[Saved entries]
□ □ □ □ □ □ □

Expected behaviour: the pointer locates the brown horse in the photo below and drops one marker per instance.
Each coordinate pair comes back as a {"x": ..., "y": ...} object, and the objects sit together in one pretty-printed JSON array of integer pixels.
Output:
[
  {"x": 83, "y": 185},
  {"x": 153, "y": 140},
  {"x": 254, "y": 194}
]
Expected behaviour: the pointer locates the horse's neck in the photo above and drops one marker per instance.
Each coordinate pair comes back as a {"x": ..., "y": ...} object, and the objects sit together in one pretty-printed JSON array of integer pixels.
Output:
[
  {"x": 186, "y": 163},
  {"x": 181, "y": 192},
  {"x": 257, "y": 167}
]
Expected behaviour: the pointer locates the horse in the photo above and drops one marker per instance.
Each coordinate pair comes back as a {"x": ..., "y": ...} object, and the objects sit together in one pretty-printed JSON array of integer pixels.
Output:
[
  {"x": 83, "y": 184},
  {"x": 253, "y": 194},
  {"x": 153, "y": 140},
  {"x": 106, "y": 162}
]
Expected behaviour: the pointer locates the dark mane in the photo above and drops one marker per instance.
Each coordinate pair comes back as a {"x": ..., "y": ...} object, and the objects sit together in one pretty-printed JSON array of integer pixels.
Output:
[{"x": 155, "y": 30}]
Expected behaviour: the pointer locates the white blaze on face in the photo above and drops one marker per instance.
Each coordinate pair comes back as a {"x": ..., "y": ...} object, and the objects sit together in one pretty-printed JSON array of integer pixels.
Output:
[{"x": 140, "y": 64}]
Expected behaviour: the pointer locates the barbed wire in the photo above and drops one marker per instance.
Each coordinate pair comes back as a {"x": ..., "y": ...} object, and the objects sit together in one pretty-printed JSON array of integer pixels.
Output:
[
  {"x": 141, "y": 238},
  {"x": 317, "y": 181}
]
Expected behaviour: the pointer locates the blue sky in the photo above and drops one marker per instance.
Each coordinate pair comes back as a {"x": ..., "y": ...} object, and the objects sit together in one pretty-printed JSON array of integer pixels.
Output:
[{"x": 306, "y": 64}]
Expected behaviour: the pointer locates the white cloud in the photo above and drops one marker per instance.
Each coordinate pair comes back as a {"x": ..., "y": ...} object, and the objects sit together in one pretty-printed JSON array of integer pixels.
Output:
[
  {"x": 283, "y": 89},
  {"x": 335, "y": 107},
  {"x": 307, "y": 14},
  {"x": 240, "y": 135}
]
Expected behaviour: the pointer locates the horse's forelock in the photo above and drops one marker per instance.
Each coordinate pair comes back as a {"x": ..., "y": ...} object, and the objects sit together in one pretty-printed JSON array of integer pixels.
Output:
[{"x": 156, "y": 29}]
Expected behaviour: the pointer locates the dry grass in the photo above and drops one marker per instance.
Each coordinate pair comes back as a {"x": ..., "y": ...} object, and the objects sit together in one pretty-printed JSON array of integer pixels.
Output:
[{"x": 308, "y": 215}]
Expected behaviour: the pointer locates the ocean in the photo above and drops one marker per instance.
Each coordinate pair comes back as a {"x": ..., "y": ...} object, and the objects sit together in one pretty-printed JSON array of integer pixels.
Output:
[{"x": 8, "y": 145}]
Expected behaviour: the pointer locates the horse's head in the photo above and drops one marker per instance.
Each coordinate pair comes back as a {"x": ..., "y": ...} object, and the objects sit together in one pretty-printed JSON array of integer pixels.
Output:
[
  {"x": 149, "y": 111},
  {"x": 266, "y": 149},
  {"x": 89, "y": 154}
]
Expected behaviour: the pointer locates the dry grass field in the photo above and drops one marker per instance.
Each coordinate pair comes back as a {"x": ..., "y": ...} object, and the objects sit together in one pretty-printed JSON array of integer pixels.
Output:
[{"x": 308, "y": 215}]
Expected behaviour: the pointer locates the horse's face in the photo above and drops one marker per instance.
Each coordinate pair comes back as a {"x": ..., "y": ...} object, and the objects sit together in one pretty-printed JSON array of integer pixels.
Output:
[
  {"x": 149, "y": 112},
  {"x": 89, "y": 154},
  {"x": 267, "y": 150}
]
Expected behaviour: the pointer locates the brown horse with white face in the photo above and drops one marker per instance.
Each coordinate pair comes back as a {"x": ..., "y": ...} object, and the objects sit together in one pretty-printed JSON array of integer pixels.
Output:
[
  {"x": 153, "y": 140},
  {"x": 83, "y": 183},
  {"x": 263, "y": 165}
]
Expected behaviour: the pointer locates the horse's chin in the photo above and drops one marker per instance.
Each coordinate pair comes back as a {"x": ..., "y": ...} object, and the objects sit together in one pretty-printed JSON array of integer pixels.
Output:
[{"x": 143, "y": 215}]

□ □ □ □ □ □ □

= What this task involves =
Count the lines of the data that hold the word "horse". Report the count and nothing more.

= The answer =
8